Task goal. Within this material, how many lines have the string "necklace" in them? The answer is a number, with nothing added.

Provided records.
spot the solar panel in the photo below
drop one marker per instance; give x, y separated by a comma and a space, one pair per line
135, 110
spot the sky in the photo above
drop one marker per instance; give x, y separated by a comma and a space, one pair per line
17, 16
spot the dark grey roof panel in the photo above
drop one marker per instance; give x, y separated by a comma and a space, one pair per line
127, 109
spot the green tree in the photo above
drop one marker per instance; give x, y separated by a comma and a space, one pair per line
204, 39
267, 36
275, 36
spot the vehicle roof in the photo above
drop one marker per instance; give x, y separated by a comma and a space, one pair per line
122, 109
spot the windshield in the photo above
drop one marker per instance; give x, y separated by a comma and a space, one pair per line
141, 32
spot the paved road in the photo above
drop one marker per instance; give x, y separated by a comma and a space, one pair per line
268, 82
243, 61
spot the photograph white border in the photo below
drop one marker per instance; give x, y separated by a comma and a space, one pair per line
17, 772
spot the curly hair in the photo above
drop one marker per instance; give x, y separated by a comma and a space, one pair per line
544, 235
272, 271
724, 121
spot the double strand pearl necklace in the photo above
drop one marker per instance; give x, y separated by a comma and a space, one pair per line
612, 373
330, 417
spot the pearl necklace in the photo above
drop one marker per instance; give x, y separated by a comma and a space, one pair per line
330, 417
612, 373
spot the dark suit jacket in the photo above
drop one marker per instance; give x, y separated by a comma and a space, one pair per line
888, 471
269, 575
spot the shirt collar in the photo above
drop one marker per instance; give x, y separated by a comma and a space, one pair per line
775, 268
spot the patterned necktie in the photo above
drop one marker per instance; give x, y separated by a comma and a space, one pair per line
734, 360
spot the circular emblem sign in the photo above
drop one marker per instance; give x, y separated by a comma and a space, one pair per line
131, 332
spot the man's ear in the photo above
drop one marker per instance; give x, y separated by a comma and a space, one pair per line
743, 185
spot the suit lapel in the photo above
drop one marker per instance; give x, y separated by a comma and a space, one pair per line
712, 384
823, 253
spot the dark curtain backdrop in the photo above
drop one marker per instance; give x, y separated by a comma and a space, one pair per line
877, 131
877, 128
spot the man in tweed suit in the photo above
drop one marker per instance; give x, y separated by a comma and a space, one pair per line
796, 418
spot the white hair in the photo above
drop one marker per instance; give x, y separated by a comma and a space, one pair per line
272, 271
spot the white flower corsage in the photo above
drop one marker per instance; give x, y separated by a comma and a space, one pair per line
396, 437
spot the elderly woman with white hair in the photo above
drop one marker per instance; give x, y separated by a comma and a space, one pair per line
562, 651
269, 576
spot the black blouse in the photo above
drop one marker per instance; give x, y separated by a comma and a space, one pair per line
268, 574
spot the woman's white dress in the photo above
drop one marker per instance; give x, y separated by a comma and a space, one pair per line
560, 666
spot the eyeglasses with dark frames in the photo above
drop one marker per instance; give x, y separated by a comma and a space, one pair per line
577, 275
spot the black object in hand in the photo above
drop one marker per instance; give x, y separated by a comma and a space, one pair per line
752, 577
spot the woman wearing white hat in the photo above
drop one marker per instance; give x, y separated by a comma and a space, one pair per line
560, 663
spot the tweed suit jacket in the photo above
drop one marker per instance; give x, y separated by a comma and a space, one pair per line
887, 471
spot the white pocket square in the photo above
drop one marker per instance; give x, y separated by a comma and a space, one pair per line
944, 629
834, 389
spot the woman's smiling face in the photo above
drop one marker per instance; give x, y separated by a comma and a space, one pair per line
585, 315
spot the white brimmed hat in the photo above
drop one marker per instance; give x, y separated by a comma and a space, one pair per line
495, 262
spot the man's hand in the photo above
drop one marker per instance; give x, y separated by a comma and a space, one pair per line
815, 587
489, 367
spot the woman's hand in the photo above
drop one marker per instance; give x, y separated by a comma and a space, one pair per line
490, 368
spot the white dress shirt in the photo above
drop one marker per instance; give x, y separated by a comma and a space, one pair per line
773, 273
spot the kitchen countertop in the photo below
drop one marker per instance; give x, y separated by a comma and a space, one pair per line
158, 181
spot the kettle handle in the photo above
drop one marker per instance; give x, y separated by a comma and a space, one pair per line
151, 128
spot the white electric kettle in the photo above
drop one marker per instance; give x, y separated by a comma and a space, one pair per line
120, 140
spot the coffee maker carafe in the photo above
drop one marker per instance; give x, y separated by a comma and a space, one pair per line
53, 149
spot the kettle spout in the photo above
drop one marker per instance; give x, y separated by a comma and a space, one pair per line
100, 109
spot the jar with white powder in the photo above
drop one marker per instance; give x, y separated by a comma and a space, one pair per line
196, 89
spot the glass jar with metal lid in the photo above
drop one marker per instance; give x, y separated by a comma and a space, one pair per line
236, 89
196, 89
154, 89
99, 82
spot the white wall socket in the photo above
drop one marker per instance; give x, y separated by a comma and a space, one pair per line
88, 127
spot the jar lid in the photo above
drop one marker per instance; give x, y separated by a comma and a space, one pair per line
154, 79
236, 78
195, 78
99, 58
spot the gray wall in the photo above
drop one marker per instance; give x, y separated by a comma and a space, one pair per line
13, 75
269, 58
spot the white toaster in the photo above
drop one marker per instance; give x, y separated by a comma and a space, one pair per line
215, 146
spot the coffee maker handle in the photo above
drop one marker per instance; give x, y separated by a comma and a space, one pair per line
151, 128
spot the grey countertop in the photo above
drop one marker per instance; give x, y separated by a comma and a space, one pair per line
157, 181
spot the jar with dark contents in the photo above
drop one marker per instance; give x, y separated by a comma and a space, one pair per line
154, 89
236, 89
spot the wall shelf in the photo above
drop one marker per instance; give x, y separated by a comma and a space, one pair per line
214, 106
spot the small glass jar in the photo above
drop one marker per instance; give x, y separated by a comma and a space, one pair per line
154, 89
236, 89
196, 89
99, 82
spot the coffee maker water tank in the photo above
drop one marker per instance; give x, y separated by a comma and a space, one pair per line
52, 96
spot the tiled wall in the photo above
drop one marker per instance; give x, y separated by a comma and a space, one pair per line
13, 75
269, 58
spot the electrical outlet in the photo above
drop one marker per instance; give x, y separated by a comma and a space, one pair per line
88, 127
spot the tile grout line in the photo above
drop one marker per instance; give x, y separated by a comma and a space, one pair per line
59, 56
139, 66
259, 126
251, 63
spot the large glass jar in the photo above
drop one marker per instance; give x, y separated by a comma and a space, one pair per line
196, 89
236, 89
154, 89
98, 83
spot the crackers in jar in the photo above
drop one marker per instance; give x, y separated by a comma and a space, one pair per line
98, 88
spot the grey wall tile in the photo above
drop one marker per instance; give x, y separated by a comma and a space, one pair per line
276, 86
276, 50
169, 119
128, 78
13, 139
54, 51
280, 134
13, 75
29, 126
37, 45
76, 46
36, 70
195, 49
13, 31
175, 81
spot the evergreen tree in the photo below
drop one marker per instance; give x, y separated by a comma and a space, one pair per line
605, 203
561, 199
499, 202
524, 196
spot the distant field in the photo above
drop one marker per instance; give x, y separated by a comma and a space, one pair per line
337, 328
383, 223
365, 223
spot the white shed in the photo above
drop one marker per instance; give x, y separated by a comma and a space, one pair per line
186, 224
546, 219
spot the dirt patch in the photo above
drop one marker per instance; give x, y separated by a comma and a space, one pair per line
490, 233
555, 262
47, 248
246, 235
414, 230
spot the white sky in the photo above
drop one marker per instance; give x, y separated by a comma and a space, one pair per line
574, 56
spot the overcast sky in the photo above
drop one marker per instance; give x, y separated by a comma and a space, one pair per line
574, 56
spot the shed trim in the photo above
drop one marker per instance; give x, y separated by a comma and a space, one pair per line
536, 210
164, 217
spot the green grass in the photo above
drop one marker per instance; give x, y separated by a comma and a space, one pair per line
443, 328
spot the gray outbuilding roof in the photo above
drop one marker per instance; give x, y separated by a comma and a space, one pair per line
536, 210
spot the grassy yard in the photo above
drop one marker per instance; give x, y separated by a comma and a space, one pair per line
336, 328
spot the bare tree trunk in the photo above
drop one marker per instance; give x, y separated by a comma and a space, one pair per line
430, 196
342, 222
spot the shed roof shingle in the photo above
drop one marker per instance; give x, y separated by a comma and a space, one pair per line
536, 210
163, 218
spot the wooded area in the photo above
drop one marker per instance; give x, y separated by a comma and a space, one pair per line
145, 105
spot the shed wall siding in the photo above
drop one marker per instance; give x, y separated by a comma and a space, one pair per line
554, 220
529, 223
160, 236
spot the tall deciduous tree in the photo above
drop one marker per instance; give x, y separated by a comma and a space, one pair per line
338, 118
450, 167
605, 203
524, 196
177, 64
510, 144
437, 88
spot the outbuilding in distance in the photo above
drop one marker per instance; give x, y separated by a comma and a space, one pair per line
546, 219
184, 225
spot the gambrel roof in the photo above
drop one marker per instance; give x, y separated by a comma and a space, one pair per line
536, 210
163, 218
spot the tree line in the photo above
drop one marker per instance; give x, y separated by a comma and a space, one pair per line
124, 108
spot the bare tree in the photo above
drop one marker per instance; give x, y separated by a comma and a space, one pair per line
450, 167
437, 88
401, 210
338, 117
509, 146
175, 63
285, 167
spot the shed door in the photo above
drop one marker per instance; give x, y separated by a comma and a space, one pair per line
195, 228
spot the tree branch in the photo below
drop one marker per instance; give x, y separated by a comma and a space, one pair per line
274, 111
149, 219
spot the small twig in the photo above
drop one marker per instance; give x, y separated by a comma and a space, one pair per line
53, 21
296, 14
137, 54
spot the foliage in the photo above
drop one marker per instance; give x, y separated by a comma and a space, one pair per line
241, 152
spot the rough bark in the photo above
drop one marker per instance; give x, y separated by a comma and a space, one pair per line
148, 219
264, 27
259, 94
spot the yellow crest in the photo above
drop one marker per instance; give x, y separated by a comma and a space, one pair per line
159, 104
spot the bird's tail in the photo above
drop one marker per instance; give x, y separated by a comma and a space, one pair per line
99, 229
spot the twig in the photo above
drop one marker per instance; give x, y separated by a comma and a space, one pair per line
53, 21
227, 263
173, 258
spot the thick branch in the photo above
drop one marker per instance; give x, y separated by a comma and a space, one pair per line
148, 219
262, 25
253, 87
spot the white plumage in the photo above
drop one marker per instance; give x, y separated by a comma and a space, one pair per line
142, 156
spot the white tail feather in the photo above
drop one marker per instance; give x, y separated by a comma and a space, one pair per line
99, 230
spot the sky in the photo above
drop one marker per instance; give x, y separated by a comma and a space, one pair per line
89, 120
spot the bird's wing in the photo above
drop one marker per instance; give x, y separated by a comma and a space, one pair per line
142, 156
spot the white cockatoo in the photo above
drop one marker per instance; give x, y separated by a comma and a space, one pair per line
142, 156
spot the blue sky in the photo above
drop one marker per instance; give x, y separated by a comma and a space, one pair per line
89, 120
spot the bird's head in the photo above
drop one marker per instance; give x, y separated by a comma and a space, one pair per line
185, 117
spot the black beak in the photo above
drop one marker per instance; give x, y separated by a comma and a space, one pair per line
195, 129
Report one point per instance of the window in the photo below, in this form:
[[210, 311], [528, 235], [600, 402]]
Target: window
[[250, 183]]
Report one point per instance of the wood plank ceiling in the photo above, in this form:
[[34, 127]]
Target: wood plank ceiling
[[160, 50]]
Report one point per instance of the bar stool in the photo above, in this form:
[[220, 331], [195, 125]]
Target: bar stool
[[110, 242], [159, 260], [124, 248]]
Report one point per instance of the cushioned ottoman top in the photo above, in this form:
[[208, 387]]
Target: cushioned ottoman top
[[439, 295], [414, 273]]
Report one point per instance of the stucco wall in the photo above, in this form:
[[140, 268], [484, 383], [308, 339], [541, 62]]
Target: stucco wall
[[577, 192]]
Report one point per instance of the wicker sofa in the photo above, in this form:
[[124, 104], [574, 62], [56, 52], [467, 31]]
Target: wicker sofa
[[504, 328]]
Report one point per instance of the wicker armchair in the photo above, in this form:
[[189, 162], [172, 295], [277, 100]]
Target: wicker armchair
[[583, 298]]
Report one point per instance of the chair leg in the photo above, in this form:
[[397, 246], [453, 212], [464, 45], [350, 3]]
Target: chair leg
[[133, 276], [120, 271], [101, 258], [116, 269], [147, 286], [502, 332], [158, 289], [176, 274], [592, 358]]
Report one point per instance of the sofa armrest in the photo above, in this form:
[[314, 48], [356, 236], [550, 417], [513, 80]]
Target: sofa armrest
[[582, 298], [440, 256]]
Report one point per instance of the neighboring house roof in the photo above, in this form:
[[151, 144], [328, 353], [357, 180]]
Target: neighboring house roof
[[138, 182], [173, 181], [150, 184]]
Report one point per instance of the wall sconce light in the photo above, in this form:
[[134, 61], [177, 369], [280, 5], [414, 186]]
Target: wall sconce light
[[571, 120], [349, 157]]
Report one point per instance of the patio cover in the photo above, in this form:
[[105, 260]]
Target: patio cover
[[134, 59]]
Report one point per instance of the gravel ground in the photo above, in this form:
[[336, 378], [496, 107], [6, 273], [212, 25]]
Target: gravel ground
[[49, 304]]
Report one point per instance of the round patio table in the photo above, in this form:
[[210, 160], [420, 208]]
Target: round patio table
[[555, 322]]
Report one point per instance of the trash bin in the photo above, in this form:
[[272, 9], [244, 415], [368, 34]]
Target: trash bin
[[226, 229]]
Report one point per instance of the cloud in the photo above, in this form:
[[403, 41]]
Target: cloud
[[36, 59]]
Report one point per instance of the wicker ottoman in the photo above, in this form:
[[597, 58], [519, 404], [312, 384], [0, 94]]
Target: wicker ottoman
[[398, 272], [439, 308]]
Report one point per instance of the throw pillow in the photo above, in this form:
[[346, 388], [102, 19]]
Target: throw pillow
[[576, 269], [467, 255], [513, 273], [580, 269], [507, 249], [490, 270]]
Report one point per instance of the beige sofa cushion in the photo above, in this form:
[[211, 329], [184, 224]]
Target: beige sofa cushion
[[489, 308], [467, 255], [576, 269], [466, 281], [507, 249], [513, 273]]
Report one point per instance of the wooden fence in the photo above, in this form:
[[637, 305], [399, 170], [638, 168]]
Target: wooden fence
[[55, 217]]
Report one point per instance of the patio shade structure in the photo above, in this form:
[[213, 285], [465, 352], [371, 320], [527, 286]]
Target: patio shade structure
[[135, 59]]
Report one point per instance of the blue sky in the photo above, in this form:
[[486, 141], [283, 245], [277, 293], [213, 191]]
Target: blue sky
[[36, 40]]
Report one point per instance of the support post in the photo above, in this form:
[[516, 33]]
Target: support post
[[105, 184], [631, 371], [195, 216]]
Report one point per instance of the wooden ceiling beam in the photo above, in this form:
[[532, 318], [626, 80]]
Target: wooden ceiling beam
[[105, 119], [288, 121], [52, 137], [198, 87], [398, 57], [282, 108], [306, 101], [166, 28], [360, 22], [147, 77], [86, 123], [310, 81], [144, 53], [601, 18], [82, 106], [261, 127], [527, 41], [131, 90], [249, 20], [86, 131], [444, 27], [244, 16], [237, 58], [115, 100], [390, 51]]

Answer section. 2